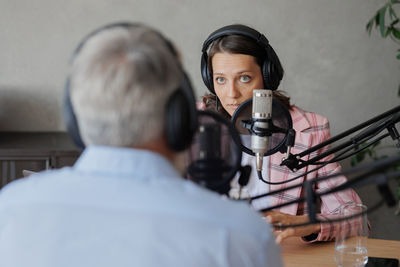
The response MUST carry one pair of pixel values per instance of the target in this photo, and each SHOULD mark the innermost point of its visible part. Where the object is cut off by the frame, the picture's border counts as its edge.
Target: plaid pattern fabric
(311, 129)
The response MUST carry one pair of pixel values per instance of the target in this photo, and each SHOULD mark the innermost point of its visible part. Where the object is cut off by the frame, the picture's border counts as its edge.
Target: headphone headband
(180, 114)
(271, 68)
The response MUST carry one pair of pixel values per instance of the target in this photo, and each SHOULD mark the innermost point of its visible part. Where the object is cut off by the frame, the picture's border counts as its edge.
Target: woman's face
(235, 76)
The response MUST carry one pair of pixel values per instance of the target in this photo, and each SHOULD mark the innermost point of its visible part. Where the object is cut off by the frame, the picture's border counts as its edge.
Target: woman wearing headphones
(236, 60)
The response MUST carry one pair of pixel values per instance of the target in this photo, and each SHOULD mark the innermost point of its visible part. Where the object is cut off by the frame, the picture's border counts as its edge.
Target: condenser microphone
(261, 117)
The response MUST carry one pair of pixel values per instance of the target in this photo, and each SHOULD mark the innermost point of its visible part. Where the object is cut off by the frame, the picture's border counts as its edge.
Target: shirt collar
(125, 162)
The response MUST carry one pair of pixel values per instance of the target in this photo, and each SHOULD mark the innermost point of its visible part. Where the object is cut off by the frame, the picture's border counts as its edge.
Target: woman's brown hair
(237, 44)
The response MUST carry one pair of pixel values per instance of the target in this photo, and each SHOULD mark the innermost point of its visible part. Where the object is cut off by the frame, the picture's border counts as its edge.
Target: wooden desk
(296, 253)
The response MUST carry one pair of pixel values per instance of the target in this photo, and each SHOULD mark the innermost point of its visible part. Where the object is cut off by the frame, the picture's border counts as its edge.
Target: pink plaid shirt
(311, 129)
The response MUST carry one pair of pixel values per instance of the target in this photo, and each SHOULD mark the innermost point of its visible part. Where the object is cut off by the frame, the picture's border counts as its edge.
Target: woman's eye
(220, 80)
(245, 78)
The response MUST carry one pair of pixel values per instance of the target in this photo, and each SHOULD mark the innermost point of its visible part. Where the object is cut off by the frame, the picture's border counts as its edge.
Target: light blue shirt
(126, 207)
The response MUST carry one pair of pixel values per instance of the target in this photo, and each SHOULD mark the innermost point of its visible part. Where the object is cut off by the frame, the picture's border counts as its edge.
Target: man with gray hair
(124, 203)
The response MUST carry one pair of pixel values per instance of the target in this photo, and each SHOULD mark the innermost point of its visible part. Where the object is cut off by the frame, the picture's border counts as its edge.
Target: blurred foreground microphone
(261, 116)
(215, 155)
(265, 126)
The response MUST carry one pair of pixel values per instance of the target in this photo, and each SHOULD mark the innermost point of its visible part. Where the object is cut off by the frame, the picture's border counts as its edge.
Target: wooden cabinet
(34, 152)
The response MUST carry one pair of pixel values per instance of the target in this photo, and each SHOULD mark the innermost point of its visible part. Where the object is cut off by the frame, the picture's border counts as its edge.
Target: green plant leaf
(392, 13)
(382, 13)
(394, 22)
(396, 33)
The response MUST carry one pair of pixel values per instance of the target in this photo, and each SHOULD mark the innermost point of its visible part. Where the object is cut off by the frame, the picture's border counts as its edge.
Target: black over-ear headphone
(271, 68)
(180, 113)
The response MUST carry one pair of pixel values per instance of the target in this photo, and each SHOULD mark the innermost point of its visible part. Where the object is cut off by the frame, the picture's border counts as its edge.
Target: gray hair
(121, 80)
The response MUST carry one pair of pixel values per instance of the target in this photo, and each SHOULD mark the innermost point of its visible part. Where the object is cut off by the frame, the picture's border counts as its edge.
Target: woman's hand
(276, 218)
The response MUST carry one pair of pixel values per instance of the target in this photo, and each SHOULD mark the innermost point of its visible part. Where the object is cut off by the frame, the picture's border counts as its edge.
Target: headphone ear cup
(178, 121)
(205, 73)
(70, 118)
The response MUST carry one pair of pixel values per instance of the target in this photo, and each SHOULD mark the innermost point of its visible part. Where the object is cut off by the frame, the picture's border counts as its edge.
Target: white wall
(332, 66)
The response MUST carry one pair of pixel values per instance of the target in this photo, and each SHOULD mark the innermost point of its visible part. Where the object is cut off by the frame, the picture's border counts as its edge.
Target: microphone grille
(262, 103)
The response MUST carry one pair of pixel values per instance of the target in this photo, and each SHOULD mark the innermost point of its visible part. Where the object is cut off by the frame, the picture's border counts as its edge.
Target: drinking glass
(351, 236)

_TASK REQUIREMENTS_
From the first line to the last, output the data exactly; skip any pictures.

_ANSWER SPACE_
The response MUST carry one pair of pixel values per instance of the target in this photo, and each SHOULD mark the innermost point of its visible part. Where the object is cut off by the frame, the picture's border counts as its edge.
Target: plaid pattern fabric
(311, 129)
The response MUST carry one pair of pixel values per instance of the target in this photo, and each SHOULD mark the innermost point of its visible part. Where the object is cut off by the frame, the picture's border counts as its edge.
Target: headphone headband
(180, 114)
(271, 68)
The response MUST carry one pair of pixel values per instance of the target in this photo, and each SHOULD mark the innermost point of its visible part. Where the object is cut off by the frame, the picture's border counts as its edge.
Target: woman's face
(235, 76)
The response MUST carry one pair of pixel values per instance of the target in this photo, and each SHOULD mark the innermost point of its visible part. Where the object is cut off by the frame, the picture's border counts as its edge.
Target: woman wearing headphones
(236, 60)
The response MUST carry one pair of pixel values per instance of the target in this photo, and each SHOULD mark the innermost point of its visible part. Where the object is cut off by the frame, the picture's border counts as its edge.
Target: condenser microphone
(261, 117)
The response MUST carry one pair of pixel values per instance of the target in this photo, and each SHOULD mark the innermost point of its visible part. Where the object is cut off by the frame, the picture's border counts as its edge.
Target: shirt collar
(125, 162)
The response MUST carry one pair of pixel values per instance of the target in this photo, and each SHOULD mark the innermost point of its visible part. Where the object is cut off by the frame, the picture's border counts as its edge.
Target: woman's brown hair
(237, 44)
The response MUST carry one pair of pixel values per instance of the target in this photo, and each SHOULD mark the innermost point of its visible part. Where the object is cut off by the frame, the picture's border counts as its edge.
Target: wooden desk
(296, 253)
The response MUST carry one pair of pixel values per instance of the target in this photo, and each SHOULD mark the innermost point of its visible part. Where the object is cut off by the frame, the picture's border counts as its edge.
Target: pink plaid shirt
(311, 129)
The response MUST carry one pair of pixel values per instance of the target in this photo, and each SHOULD mark the innermost point of its visible part. Where the object is cut off by the frame, the picture's border counts as its edge.
Target: woman's eye
(220, 80)
(245, 78)
The response MUST carry one pair of pixel values per instance of the target in this photo, and each SHOULD mark the innermost point of its visible part. Where the object is cut off by the frame, the picture's border counts as its edge.
Target: light blue shirt
(126, 207)
The response MUST carry one pair of pixel values per instance of the target in this photo, and each SHOULD mark the innermost point of its visible part. Where the object is cut off by the frame, the picture's border counts as its edge.
Target: man with gray hair
(124, 203)
The response MUST carry one pair of pixel values per instance of the target in this photo, and each SHOULD mark the innermost point of its visible part. Where the object is cut off by the frame, the picture's border counts as its edge.
Target: blurred foreground microphone
(261, 116)
(215, 155)
(265, 126)
The response MUST carry one pair of pixel values per instance of the target in this photo, and each SHOULD mark the innermost point of its visible part. Where the object is cut off by the frame, the picture's border counts as its edge.
Target: wooden cabinet
(34, 152)
The response MUST carry one pair of pixel values per instance of the target in this photo, and each SHOULD mark the innermost point of its visible part. Where the object is cut off by the frame, the picture's border counts as its edge.
Target: green plant leaf
(392, 13)
(382, 13)
(394, 22)
(396, 33)
The response MUST carry one pair of pixel values per instance of the target in this photo, and each SHOULD mark the innermost point of its visible part. Where the object is cut off by the frame, the picture's border counts as its edge.
Target: black over-ear headphone
(271, 68)
(180, 113)
The response MUST carry one pair of pixel values per instance of the target in this photo, and each SHOULD mark the innermost point of its visible part. Where the object is cut off by the frame, the picture's border counts as its edge.
Target: gray hair
(121, 80)
The response MUST carry one pair of pixel values per instance of the target in this photo, and each SHOULD mark the innermost point of its visible part. Where the object is cut off by the frame, the picture's border counts as its edge.
Target: woman's hand
(276, 218)
The response MUST carry one pair of pixel values per instance of the target in this photo, and each SHOULD mark the innermost point of its visible part. Where the object is cut off by the frame, the picture's border counts as its edge.
Target: headphone ear cup
(178, 121)
(205, 73)
(70, 118)
The response MUST carry one pair of pixel values per instance of the target in this photo, and each SHOULD mark the innermost point of its visible part. Where the object is cut off by the frame, the picture's border counts as its edge.
Target: white wall
(332, 66)
The response MUST carry one pair of pixel values per instance of the target in this photo, and each SHOULD mark the innermost point of its visible part. Where the object is cut off by the frame, the picture's border counts as its edge.
Target: microphone grille
(262, 103)
The response MUST carry one pair of pixel values per instance of the target in this photo, and each SHOULD mark the innermost point of its visible part. Where the object is cut off by the frame, the picture's border counts as its edge.
Target: drinking glass
(351, 236)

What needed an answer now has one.